My (former) company was not entirely ungenerous, giving me ten weeks severance pay, essentially one week for every year that I worked there. Sadly, they were less generous with the company-subsidized health insurance, which will only cover us until the end of the month. The timing for this could be a little better from my perspective. I have scans scheduled for early February as well as ongoing need for diabetes medicine and supplies. The month of February is probably going to cost me more in health-care costs that my severance check. My brother-in-law had a good suggestion. He suggested that I ask them for ten weeks of insurance coverage in exchange for which I promise not to sue them. I figure that this is a no-lose gambit since I probably don’t have much of a case against them, at least not unless I can prove that they terminated my employment due to my age or medical condition.

Short of finding another job in the next two weeks that offers me medical insurance, my other options are COBRA, and some kind of Obamacare (Access Health Connecticut). I haven’t seen the the COBRA package yet, so I don’t know what that might cost me (I imagine a lot!) and I haven’t explored the Access Health option. I imagine both will cost me significantly more than I was paying through work, but less than paying everything out of pocket. There’s a lot I need to find out in the next few days and some tough decisions to make. Companies like to terminate employees on Fridays. It gives the survivors the weekend to get over the initial shock and then they can come back on Monday ready to be productive. For the casualties, however, it’s extra days to think about things without the ability to make phone calls and gather information. It also doesn’t help that Monday is MLK, Jr. Day. While not a day off for many workplaces, it’s kind of a dead day as many people take the day off anyway. So I wait until Tuesday.
□ □ □ □ □
• _What to work on_:
1. In the layoff account, write down everything from "My (former) company" down to "or medical condition.".
2. Carry the account of losing health coverage after a layoff forward from its last sentence.
The entries that come next are separate material and have nothing to do with the layoff account above.
□ □ □ □ □
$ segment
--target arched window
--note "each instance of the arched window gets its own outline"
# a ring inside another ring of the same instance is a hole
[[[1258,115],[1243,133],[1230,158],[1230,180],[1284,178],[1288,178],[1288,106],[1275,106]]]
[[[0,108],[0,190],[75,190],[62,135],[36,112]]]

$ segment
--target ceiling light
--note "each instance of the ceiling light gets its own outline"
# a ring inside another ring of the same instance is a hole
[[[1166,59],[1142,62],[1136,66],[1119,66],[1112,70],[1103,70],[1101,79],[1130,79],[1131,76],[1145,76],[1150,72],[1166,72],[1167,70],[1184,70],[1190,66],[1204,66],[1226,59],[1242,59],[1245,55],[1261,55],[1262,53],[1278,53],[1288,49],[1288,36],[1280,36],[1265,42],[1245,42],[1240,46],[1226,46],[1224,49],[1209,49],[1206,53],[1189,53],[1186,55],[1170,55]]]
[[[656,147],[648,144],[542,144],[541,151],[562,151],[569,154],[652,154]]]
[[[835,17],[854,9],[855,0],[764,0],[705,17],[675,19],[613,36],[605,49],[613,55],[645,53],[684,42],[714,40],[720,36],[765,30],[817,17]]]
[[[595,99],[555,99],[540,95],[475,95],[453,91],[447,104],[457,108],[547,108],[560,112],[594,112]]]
□ □ □ □ □
• _Results_:
1.
My (former) company was not entirely ungenerous, giving me ten weeks severance pay, essentially one week for every year that I worked there. Sadly, they were less generous with the company-subsidized health insurance, which will only cover us until the end of the month. The timing for this could be a little better from my perspective. I have scans scheduled for early February as well as ongoing need for diabetes medicine and supplies. The month of February is probably going to cost me more in health-care costs that my severance check. My brother-in-law had a good suggestion. He suggested that I ask them for ten weeks of insurance coverage in exchange for which I promise not to sue them. I figure that this is a no-lose gambit since I probably don’t have much of a case against them, at least not unless I can prove that they terminated my employment due to my age or medical condition.

2.
The good news, though, is that I don’t have cancer! I have to remind myself of this when my thoughts start going to dark places and I start to feel sorry for myself. I am very fortunate. About a year and a half ago I didn’t think I was going to live six months. Now, I feel better than I have in years. When I think of all the people who have struggled with melanoma, some of whom are facing really grim realities daily, my little speed bump seems insignificant. I owe it to myself and I owe it to them to keep a positive attitude, because the worst that could happen as a result of this bump is not really the worst that could have happened to me.

As Lynn says, it’s just a bump in the road and we will get through it.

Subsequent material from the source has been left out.